== Work required ==
Reproduce the entries in full, with no changes.

◆ ◆ ◆

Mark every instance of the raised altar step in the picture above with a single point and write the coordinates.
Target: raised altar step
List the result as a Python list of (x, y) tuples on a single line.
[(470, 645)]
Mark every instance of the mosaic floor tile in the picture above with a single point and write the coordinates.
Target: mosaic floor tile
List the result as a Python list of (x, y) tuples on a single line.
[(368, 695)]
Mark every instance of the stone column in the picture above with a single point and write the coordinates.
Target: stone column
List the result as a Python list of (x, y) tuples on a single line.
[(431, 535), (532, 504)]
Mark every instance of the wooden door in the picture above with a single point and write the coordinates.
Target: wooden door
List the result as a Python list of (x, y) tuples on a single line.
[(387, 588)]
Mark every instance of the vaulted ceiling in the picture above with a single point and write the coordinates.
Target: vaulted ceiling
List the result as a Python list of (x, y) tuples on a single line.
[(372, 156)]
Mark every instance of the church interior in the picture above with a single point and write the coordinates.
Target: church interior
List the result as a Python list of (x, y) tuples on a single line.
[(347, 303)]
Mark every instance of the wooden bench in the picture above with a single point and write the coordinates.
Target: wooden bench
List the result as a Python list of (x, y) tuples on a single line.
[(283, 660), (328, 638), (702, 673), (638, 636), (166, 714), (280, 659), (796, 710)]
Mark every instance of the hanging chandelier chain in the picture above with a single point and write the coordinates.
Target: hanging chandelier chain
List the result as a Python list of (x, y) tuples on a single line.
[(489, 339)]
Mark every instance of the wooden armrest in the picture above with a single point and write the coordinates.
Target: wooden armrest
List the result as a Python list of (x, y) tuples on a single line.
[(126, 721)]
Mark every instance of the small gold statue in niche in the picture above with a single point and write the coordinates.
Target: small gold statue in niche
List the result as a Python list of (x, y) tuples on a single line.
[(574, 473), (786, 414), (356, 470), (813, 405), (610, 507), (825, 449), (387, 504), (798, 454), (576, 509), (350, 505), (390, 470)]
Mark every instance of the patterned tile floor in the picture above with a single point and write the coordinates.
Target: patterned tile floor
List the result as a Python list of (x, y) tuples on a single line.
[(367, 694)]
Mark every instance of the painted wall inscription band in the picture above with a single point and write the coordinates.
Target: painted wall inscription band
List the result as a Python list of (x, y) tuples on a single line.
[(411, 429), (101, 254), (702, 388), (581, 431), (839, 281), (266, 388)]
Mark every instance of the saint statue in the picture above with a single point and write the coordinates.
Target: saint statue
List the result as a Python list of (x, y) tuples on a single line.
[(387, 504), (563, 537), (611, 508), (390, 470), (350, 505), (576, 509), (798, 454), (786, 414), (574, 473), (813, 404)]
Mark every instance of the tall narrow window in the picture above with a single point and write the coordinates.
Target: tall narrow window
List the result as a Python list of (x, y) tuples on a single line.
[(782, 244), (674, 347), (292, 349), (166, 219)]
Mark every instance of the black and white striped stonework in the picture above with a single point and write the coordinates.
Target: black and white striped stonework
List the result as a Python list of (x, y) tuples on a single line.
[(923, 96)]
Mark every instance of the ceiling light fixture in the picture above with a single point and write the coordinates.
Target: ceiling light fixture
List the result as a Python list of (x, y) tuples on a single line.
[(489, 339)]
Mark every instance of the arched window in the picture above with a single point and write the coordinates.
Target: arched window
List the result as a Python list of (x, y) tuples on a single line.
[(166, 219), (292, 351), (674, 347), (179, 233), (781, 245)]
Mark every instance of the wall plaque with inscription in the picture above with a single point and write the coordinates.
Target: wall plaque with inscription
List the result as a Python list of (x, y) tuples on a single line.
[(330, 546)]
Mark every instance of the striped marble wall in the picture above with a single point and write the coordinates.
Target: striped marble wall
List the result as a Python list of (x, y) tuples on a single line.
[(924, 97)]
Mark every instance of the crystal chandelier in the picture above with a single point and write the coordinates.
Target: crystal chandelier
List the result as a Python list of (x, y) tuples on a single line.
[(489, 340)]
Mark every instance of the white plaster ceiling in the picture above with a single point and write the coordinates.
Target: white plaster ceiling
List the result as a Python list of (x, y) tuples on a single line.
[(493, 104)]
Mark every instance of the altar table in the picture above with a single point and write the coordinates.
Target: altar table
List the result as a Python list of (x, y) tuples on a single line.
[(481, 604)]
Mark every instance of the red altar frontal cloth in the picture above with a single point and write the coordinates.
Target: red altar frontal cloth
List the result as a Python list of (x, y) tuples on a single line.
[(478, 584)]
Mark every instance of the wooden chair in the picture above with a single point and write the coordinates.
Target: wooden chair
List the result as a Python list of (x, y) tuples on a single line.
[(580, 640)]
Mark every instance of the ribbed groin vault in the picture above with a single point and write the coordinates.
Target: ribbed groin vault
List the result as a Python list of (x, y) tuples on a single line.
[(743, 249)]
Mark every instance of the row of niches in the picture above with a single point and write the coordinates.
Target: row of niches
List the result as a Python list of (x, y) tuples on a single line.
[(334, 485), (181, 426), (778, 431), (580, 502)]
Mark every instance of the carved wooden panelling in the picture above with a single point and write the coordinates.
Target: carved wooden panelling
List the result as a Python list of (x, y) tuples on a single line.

◆ ◆ ◆

== Output for this exercise ==
Mark every instance of the raised altar step in the picture above with a single point and write the coordinates.
Target: raised altar step
List the result as a Python list of (x, y) tuples on a single line.
[(470, 645)]
Mark every instance of the mosaic floor tile in the picture above with a single point and write the coordinates.
Target: mosaic floor tile
List the result as a Python list of (x, y) tuples on a single line.
[(368, 695)]
Mark every instance of the stone column in the picture above with a single point and write the coordinates.
Target: stone column
List the result as a Python list of (x, y) tuples on a single line.
[(431, 535), (532, 504)]
Mark every instance of the wooden door in the picture above with a single point and write the coordinates.
Target: wooden door
List the result as a Python list of (x, y) tuples on a single line.
[(387, 588)]
Mark every instance of the vaulted ceiling in the picture above with a single point and write the coordinates.
Target: vaulted ceiling
List the result as a Python list of (x, y) tuples on a single line.
[(372, 156)]
Mark every instance of the church interior in the picture above with a single point and write the coordinates.
Target: church interior
List the result as a Python list of (x, y) tuples on a single line.
[(347, 303)]
Mark every instance of the wooden bench in the picture above with a single point and write the coordinates.
Target: wooden bench
List the result as a Python list of (x, y) tuples on a single line.
[(283, 660), (328, 638), (702, 673), (638, 636), (166, 714), (280, 659), (796, 710)]
Mark every instance of the hanging chandelier chain in the picture above with a single point and write the coordinates.
Target: hanging chandelier chain
List the result as a Python list of (x, y) tuples on a single line.
[(489, 339)]
Mark every instance of the wooden armrest in the picture above with a single point and write the coordinates.
Target: wooden armrest
List the result as a Python list of (x, y) tuples on a single line.
[(126, 721)]
Mark every instance of the small gold statue in niche in the picture above with a single point and write the coordinates.
Target: small gold statue in niche
List the result as a Python list of (x, y) tuples on a single line.
[(574, 473), (786, 414), (356, 470), (813, 405), (610, 507), (825, 449), (387, 504), (798, 454), (576, 509), (350, 505), (390, 470)]
Mark every instance of the patterned tile floor in the picture above with a single point and write the coordinates.
Target: patterned tile floor
List the result as a Python list of (x, y) tuples on a single line.
[(367, 694)]
Mark every instance of the painted wall inscription band in the picture above with a single point and write the coordinates.
Target: painted wall inscription band
List the result as a Python list of (x, y) tuples on a single line.
[(411, 429), (101, 254), (702, 388), (581, 431), (839, 281), (266, 388)]
Mark every instance of the saint statue in the picture above with a single point and write the coordinates.
Target: saint statue
List the result as a Python list of (x, y) tuples on a single line.
[(387, 504), (563, 537), (611, 508), (390, 470), (350, 505), (576, 509), (798, 454), (786, 414), (574, 473), (813, 404)]
Mark every instance of the tall narrow window in the picture above with a single point and write the coordinates.
Target: tall narrow window
List the result as a Python list of (x, y) tuples on a single line.
[(782, 244), (674, 347), (292, 349), (166, 219)]
Mark every instance of the black and white striped stonework in the picture above with a single point and write the coordinates.
Target: black and white striped stonework
List the result as a Python list of (x, y) tuples on a single line.
[(923, 96)]
Mark every instance of the ceiling light fixture in the picture above with a single point and write the coordinates.
Target: ceiling light fixture
List the result as a Python list of (x, y) tuples on a single line.
[(489, 339)]
Mark every instance of the arched window in the picture above with a single point and write the coordinates.
Target: arched window
List the result as a Python list of (x, y) tuples on a single line.
[(166, 219), (292, 351), (674, 347), (179, 233), (781, 245)]
Mark every instance of the wall plaque with inscription in the picture above with a single point and write the coordinates.
Target: wall plaque with inscription
List the result as a Python list of (x, y) tuples on a single line.
[(330, 546)]
Mark every instance of the striped marble wall in the picture above with a single point and write the coordinates.
Target: striped marble wall
List the result as a Python list of (x, y) tuples on a single line.
[(924, 97)]
Mark every instance of the crystal chandelier in the picture above with a single point and write the coordinates.
Target: crystal chandelier
List the result as a Python list of (x, y) tuples on a single line.
[(489, 340)]
Mark every instance of the white plaster ceiling in the picture above with a single point and write the coordinates.
Target: white plaster ceiling
List the result as a Python list of (x, y) tuples on a single line.
[(493, 104)]
Mark every instance of the altar table in the picture above with a single point and write the coordinates.
Target: altar table
List the result as a Python list of (x, y) tuples on a single line.
[(481, 604)]
Mark every instance of the red altar frontal cloth in the picture above with a single point and write the coordinates.
Target: red altar frontal cloth
List the result as a Python list of (x, y) tuples on a single line.
[(478, 584)]
Mark every instance of the wooden chair in the picture above with a single point and write the coordinates.
Target: wooden chair
List the result as a Python list of (x, y) tuples on a single line.
[(580, 640)]
Mark every instance of the ribbed groin vault in the picture above with a single point and write the coordinates.
Target: ribbed groin vault
List the result as a Python list of (x, y) tuples on a single line.
[(743, 249)]
Mark every instance of the row of niches in the picture above with a single point and write the coordinates.
Target: row of niches
List the result as a Python list of (x, y) tuples on a single line.
[(334, 485), (181, 426), (778, 431), (580, 502)]
Mark every instance of the carved wooden panelling in the picture above with a single point and write the coordinates.
Target: carved wooden panelling
List the result as a Python list of (x, y) tuples on a single line.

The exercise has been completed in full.